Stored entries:
Start of Block
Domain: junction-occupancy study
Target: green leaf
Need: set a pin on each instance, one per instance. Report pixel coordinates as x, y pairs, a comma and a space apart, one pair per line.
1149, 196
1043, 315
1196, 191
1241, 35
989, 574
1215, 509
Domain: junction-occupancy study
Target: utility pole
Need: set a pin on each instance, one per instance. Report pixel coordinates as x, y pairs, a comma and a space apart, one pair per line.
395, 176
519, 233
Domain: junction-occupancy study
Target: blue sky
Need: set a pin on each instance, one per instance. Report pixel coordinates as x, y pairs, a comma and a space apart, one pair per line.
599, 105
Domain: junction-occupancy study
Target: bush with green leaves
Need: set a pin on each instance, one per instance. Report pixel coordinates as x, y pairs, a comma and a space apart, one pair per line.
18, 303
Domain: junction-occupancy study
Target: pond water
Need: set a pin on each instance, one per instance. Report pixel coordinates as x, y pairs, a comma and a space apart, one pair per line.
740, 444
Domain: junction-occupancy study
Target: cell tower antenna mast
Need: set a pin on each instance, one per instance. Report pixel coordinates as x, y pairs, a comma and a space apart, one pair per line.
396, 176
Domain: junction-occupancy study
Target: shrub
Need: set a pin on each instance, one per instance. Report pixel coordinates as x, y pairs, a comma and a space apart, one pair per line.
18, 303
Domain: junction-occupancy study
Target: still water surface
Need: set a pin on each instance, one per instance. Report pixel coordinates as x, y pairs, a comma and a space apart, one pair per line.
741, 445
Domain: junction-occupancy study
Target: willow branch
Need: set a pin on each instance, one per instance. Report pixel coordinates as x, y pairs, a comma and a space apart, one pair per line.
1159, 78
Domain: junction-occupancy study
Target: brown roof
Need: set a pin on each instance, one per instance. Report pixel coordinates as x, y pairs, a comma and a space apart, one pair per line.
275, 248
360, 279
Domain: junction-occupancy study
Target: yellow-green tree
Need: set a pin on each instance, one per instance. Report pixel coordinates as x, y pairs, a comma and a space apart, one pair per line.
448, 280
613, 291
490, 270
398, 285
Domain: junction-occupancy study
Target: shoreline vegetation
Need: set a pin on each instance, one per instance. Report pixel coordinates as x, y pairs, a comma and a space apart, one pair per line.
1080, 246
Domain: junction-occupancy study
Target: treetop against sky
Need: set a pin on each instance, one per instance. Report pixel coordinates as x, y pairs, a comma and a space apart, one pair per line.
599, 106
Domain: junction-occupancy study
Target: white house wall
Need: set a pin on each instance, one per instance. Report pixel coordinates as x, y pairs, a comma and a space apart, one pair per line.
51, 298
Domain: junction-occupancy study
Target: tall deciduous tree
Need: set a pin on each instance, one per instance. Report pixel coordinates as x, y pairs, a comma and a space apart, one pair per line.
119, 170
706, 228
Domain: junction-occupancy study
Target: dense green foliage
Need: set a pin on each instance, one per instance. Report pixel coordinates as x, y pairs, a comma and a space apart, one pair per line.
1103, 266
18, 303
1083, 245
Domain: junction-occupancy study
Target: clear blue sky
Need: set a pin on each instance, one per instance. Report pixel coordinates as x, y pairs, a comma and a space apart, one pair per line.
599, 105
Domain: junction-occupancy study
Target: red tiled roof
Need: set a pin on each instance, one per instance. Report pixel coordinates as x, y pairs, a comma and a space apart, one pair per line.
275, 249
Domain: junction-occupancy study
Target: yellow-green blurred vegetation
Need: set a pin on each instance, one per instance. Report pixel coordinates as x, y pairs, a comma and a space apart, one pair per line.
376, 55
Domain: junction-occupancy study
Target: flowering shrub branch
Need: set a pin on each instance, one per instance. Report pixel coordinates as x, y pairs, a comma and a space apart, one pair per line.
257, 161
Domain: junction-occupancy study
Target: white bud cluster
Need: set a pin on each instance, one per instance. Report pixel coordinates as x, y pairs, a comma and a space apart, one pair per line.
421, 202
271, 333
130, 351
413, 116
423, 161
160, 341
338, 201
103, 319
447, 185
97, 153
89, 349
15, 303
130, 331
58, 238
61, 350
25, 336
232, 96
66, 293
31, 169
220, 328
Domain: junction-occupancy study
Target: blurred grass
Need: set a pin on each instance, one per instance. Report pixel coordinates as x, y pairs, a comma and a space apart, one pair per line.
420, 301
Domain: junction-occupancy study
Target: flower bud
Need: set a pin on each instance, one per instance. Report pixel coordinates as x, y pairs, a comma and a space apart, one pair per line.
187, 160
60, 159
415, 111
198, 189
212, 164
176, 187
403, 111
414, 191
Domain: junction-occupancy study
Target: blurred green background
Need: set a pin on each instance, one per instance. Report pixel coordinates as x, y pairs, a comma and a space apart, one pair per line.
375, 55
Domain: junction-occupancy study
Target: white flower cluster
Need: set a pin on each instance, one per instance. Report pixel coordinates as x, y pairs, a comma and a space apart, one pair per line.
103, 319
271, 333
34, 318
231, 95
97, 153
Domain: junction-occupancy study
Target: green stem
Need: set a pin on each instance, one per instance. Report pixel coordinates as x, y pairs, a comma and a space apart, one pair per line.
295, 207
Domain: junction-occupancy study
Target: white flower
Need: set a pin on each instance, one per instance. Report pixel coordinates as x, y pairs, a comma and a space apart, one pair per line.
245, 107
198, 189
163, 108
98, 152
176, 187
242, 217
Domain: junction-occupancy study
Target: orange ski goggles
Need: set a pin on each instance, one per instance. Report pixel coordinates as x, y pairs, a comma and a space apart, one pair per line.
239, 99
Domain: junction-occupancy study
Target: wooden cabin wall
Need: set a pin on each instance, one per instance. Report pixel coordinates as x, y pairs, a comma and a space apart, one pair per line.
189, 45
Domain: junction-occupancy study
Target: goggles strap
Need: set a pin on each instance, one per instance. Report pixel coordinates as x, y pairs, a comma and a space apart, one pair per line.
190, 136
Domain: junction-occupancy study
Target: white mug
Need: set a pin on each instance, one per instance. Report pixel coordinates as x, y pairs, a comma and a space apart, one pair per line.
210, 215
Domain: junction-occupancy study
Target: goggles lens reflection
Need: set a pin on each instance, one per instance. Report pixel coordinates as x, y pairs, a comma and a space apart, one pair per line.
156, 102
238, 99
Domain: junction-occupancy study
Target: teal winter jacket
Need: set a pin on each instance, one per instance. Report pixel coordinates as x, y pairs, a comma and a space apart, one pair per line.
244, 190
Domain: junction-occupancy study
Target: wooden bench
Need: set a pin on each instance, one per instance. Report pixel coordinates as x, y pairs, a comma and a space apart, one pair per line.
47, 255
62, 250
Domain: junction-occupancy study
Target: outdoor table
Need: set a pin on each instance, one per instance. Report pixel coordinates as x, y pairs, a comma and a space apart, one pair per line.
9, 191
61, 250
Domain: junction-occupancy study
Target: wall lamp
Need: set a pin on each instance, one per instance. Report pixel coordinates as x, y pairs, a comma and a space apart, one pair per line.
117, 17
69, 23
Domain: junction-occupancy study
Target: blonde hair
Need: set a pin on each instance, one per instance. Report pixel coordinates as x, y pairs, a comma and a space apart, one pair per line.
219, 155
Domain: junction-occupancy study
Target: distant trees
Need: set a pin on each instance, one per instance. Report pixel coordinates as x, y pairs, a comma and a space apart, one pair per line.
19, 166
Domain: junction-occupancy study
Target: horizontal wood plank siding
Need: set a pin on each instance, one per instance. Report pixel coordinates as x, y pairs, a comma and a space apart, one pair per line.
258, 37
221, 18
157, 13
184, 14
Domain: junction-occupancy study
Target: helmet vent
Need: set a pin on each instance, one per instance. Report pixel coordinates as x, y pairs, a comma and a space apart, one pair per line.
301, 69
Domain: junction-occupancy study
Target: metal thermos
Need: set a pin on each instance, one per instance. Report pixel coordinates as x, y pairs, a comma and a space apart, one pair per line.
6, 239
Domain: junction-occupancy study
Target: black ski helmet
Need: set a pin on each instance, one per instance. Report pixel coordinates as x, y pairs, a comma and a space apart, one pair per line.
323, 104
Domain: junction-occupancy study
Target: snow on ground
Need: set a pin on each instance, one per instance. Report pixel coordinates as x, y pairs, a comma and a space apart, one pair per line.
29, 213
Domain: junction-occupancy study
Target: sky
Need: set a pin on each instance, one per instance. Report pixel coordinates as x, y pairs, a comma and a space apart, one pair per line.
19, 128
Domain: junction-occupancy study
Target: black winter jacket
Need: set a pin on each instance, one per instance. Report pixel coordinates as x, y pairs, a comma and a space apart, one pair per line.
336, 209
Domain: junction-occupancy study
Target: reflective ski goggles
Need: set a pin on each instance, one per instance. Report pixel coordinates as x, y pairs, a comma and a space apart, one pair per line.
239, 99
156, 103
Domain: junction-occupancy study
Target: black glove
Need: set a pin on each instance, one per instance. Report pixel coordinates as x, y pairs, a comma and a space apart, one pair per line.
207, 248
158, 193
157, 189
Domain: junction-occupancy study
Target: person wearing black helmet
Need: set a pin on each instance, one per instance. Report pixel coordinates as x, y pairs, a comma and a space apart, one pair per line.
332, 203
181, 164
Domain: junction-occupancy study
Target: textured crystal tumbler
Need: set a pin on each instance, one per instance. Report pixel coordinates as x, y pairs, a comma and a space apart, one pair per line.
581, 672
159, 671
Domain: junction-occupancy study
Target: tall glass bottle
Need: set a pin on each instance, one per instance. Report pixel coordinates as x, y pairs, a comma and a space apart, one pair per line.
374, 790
End of Block
ACTIVITY:
Output each line exactly, from the first line of the data down to the line that contains "Target: shrub", both included.

FINISHED TASK:
Domain: junction-occupancy study
Target: green leaf
Need: set a pin on each instance, one per instance. Report pixel coordinates as x, y pairs, a comma and a space apart, one pair per line.
1149, 196
1043, 315
1196, 191
1241, 35
989, 574
1215, 509
Domain: junction-occupancy study
Target: utility pole
Need: set a pin on each instance, one per instance. Report pixel coordinates as x, y pairs, a comma and a space apart, one pair per line.
395, 176
519, 233
Domain: junction-occupancy study
Target: blue sky
Need: set a pin on each instance, one per instance. Report pixel coordinates as x, y pairs, a comma and a space apart, one pair per line.
599, 105
Domain: junction-occupancy study
Target: bush with green leaves
Need: set a pin on each instance, one per instance. Report pixel coordinates as x, y pairs, a comma and a space apart, one pair per line.
18, 303
Domain: junction-occupancy study
Target: pond water
Need: set a pin on each instance, one per instance. Report pixel coordinates as x, y pairs, a comma and a space apart, one pair per line.
740, 444
Domain: junction-occupancy study
Target: cell tower antenna mast
Need: set a pin on each instance, one per instance. Report pixel coordinates as x, y pairs, a comma and a space apart, one pair per line.
396, 176
Domain: junction-occupancy study
Target: shrub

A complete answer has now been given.